WHAT THE EXERCISE ASKS:
In the records below, rewrite the part that opens with the line containing "the purple flower in this photo" and closes with the line containing "[255,345,413,567]", requests included, shifting every coordinate in the answers up by 53. Leave the pictures out.

Annotated coordinate records
::::::
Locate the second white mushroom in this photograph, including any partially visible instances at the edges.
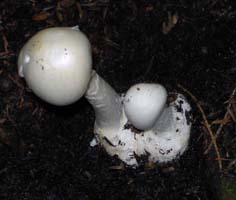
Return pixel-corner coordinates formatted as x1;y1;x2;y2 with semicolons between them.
18;27;191;166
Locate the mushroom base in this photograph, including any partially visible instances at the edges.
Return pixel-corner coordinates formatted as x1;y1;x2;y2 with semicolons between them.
90;94;192;166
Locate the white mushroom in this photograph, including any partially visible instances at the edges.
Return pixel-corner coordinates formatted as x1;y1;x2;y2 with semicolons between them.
18;27;92;105
124;83;167;130
18;27;191;166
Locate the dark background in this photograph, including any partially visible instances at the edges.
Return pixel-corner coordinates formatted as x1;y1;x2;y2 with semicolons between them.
0;0;236;200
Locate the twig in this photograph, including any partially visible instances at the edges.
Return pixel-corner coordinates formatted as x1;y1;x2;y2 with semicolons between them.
204;88;236;154
178;84;222;170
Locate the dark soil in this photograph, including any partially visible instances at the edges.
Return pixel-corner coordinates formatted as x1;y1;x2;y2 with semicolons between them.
0;0;236;200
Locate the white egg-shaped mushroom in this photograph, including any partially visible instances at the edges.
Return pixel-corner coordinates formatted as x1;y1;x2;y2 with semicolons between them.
124;83;167;130
18;27;92;106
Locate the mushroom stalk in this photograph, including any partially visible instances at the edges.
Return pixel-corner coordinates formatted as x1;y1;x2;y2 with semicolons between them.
85;71;122;130
18;27;191;166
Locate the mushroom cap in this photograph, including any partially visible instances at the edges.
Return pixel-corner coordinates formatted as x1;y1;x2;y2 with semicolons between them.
123;83;167;130
18;27;92;106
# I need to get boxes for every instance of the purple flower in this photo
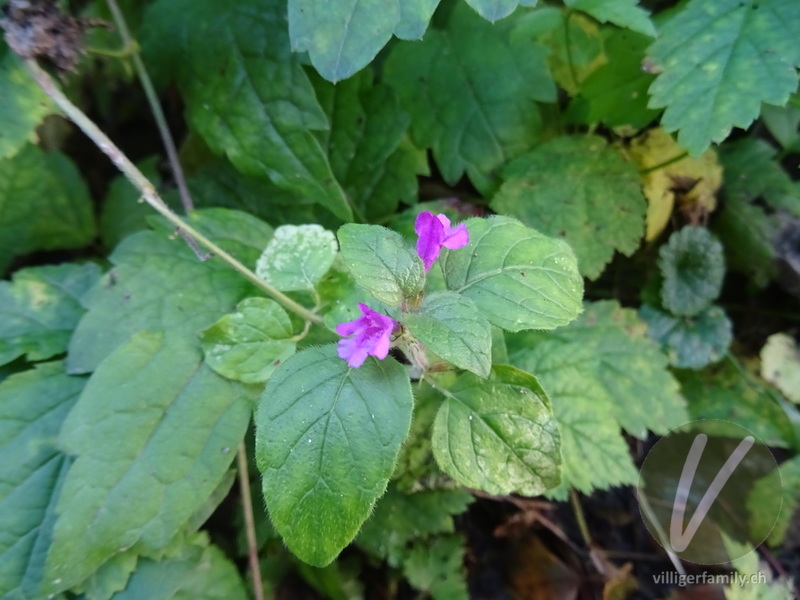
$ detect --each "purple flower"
[414,211,469,273]
[336,302,397,369]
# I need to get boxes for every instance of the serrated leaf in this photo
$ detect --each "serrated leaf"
[200,298,295,383]
[432,365,561,496]
[0,45,56,160]
[337,223,425,306]
[255,345,413,566]
[67,208,272,373]
[403,292,492,377]
[648,0,800,156]
[565,0,656,38]
[440,216,583,331]
[658,226,725,317]
[143,0,352,220]
[639,304,733,369]
[256,225,338,292]
[46,332,250,593]
[0,362,86,600]
[384,2,555,190]
[491,136,647,279]
[0,263,101,365]
[0,145,95,273]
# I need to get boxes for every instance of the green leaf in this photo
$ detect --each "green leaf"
[0,263,101,365]
[567,30,658,129]
[200,298,295,383]
[384,2,555,191]
[658,226,725,317]
[256,345,413,566]
[256,225,338,292]
[404,292,492,377]
[565,0,656,38]
[432,365,561,496]
[67,209,264,373]
[639,304,733,369]
[0,362,86,600]
[491,136,647,279]
[440,216,583,331]
[0,46,56,160]
[337,223,425,306]
[45,333,250,593]
[0,145,95,273]
[143,0,352,220]
[649,0,800,156]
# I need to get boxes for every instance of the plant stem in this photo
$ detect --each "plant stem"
[106,0,194,213]
[25,59,323,325]
[236,442,264,600]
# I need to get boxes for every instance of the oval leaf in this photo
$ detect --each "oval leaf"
[255,345,413,567]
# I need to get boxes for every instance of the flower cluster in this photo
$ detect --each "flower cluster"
[336,211,469,368]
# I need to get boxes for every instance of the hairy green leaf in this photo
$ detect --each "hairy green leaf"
[0,263,101,365]
[0,362,86,600]
[0,145,95,273]
[440,216,583,331]
[491,136,647,279]
[46,333,250,593]
[433,365,561,496]
[256,345,413,566]
[404,292,492,377]
[384,2,555,190]
[648,0,800,156]
[658,226,725,317]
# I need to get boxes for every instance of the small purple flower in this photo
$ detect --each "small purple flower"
[414,211,469,273]
[336,302,397,369]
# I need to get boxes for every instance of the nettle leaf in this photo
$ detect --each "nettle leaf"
[256,225,339,292]
[658,226,725,317]
[143,0,352,220]
[0,362,86,600]
[200,298,295,383]
[432,365,561,496]
[337,223,425,306]
[0,47,56,160]
[564,0,656,38]
[45,332,250,593]
[403,292,492,377]
[648,0,800,155]
[0,263,101,365]
[440,216,583,331]
[491,136,647,279]
[639,304,733,369]
[0,145,95,273]
[255,345,414,567]
[384,2,556,191]
[67,208,272,373]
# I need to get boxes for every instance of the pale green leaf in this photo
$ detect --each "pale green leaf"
[639,304,733,369]
[384,2,555,190]
[648,0,800,156]
[256,225,338,292]
[0,362,86,600]
[46,333,250,593]
[143,0,352,220]
[200,298,295,383]
[491,136,647,279]
[256,345,413,566]
[658,226,725,317]
[433,365,561,496]
[0,263,101,365]
[403,292,492,377]
[0,145,95,273]
[439,216,583,331]
[337,223,425,306]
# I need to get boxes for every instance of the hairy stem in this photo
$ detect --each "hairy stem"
[25,59,323,324]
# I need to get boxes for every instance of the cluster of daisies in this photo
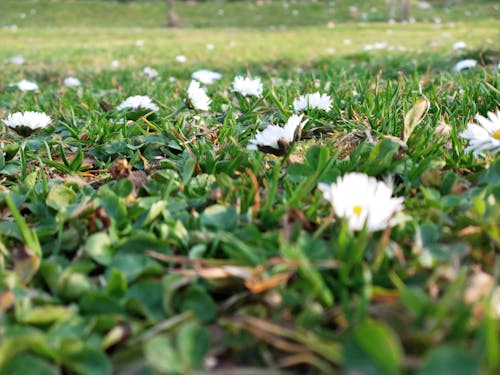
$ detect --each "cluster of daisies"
[3,67,500,231]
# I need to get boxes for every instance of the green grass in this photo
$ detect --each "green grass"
[0,1,500,375]
[0,0,500,28]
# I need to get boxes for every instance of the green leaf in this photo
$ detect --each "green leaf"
::::::
SOLUTION:
# I need to get boxes for every instance of the purple flower in this photo
$ detect --each "purple flower"
[467,264,522,326]
[389,355,450,422]
# I need to get boxes for every instance of the serrated leaf in this photo
$ detect --each "serrated leaf"
[253,351,348,436]
[485,418,614,549]
[53,98,109,213]
[390,276,478,359]
[308,398,466,619]
[120,261,325,426]
[456,345,545,430]
[701,53,853,209]
[618,53,709,91]
[493,269,636,384]
[711,279,778,370]
[196,53,405,273]
[692,357,786,422]
[309,278,391,345]
[99,385,303,646]
[53,415,139,653]
[437,55,608,243]
[544,189,700,332]
[53,316,154,418]
[53,198,148,326]
# I need to get boxes for every instance of the green leaf in this photo
$ detect --each "green leaf"
[53,316,154,418]
[620,83,711,182]
[253,351,348,436]
[437,55,608,244]
[711,279,778,370]
[309,398,466,619]
[309,278,391,345]
[457,345,545,430]
[618,53,709,91]
[485,418,614,549]
[120,262,317,426]
[692,357,786,422]
[53,415,139,653]
[544,189,700,332]
[493,269,636,384]
[53,99,109,213]
[390,276,478,359]
[98,386,303,646]
[53,198,148,326]
[196,53,405,273]
[702,53,853,209]
# I need to get boxes for every instance of the plant stem in this photo
$ detect --each "plant stem"
[159,53,247,266]
[78,112,376,378]
[289,495,317,653]
# I need to get boxes for every instance of the oval leaf in this photo
$ detect --each "oval leaf"
[308,398,466,620]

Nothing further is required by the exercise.